> [EXERCISE TASK]: List each line of the items below that contains the string "leaf". Only count matches with the same upper and lower case.

> [EXERCISE INPUT]:
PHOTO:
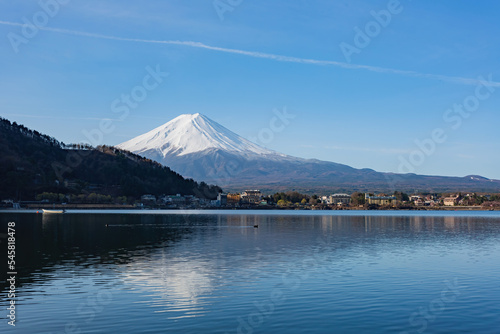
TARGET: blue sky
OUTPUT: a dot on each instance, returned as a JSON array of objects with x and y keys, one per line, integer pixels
[{"x": 366, "y": 110}]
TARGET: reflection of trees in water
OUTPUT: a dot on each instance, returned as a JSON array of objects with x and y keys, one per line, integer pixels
[
  {"x": 79, "y": 241},
  {"x": 48, "y": 241}
]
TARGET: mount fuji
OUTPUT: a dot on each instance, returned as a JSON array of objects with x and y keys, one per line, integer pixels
[{"x": 197, "y": 147}]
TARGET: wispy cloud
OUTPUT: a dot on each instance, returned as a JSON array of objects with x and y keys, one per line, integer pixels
[
  {"x": 368, "y": 149},
  {"x": 62, "y": 117},
  {"x": 256, "y": 54}
]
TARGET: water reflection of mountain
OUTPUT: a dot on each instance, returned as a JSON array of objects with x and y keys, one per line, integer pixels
[
  {"x": 45, "y": 242},
  {"x": 76, "y": 241}
]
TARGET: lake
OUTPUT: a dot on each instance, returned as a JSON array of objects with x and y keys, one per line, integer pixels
[{"x": 214, "y": 272}]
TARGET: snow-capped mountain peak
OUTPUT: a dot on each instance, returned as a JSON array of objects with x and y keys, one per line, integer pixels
[{"x": 191, "y": 133}]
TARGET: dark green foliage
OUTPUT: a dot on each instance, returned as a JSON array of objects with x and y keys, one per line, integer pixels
[{"x": 32, "y": 163}]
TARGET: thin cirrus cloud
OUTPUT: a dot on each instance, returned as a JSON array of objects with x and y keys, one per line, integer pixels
[{"x": 275, "y": 57}]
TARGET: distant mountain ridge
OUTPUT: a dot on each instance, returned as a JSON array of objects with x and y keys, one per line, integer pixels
[
  {"x": 200, "y": 148},
  {"x": 32, "y": 163}
]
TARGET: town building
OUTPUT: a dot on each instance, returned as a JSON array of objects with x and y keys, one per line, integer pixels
[
  {"x": 222, "y": 199},
  {"x": 251, "y": 196},
  {"x": 340, "y": 199},
  {"x": 233, "y": 199},
  {"x": 451, "y": 201},
  {"x": 381, "y": 200}
]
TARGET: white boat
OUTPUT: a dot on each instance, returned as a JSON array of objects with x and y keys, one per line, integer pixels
[{"x": 52, "y": 211}]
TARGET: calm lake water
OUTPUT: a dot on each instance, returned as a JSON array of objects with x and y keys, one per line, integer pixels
[{"x": 213, "y": 272}]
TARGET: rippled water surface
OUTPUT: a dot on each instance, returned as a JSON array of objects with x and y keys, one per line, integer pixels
[{"x": 213, "y": 272}]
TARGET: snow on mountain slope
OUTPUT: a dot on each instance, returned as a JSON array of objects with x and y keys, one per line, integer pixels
[{"x": 188, "y": 134}]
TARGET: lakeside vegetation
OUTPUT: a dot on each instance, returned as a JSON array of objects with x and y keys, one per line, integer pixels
[{"x": 34, "y": 166}]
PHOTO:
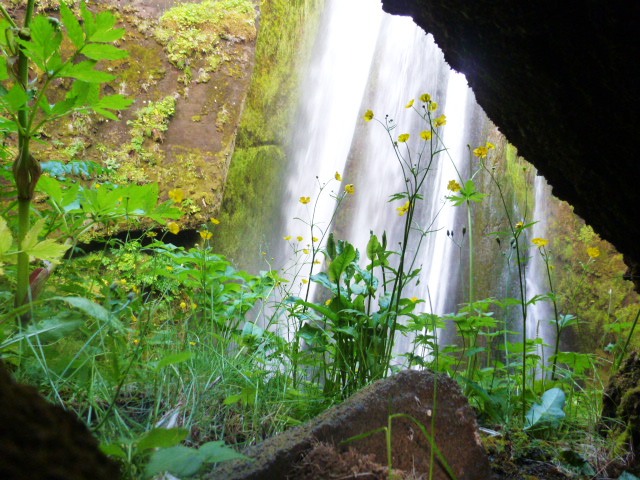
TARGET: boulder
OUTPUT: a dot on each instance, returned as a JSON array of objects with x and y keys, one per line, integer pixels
[{"x": 42, "y": 441}]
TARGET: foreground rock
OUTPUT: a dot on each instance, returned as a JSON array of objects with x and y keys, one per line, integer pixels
[
  {"x": 409, "y": 392},
  {"x": 41, "y": 441}
]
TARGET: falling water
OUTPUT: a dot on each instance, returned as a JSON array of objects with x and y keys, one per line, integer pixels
[{"x": 540, "y": 313}]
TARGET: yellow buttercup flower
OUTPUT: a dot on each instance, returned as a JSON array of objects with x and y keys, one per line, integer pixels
[
  {"x": 454, "y": 186},
  {"x": 404, "y": 208},
  {"x": 593, "y": 252},
  {"x": 177, "y": 195},
  {"x": 540, "y": 242}
]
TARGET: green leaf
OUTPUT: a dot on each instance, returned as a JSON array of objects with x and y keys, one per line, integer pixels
[
  {"x": 180, "y": 461},
  {"x": 173, "y": 359},
  {"x": 74, "y": 30},
  {"x": 548, "y": 414},
  {"x": 217, "y": 452},
  {"x": 4, "y": 73},
  {"x": 113, "y": 450},
  {"x": 98, "y": 51},
  {"x": 161, "y": 438}
]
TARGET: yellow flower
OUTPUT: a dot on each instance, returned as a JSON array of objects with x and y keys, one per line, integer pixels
[
  {"x": 454, "y": 186},
  {"x": 540, "y": 242},
  {"x": 177, "y": 195},
  {"x": 404, "y": 208},
  {"x": 593, "y": 252},
  {"x": 481, "y": 152}
]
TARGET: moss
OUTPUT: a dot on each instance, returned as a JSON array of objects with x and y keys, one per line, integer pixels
[{"x": 192, "y": 30}]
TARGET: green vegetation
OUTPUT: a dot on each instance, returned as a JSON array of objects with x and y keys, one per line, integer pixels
[
  {"x": 171, "y": 355},
  {"x": 191, "y": 30}
]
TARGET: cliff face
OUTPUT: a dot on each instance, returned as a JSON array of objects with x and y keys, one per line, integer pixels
[
  {"x": 560, "y": 83},
  {"x": 189, "y": 69}
]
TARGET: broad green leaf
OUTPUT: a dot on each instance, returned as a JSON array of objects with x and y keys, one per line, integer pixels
[
  {"x": 97, "y": 51},
  {"x": 218, "y": 452},
  {"x": 548, "y": 414},
  {"x": 161, "y": 438},
  {"x": 104, "y": 32},
  {"x": 6, "y": 238},
  {"x": 180, "y": 461},
  {"x": 86, "y": 72},
  {"x": 173, "y": 359},
  {"x": 74, "y": 30}
]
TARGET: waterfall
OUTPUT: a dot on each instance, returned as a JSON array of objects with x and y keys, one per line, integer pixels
[{"x": 540, "y": 313}]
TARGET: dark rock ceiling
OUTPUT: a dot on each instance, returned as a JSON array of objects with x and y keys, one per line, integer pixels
[{"x": 560, "y": 80}]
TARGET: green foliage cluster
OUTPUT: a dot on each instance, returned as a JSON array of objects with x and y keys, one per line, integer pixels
[{"x": 191, "y": 30}]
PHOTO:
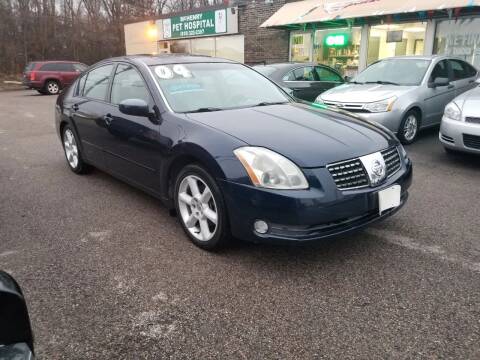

> [ANSWER TO THIS PROBLEM]:
TARGET: green leaf
TARGET: broad green leaf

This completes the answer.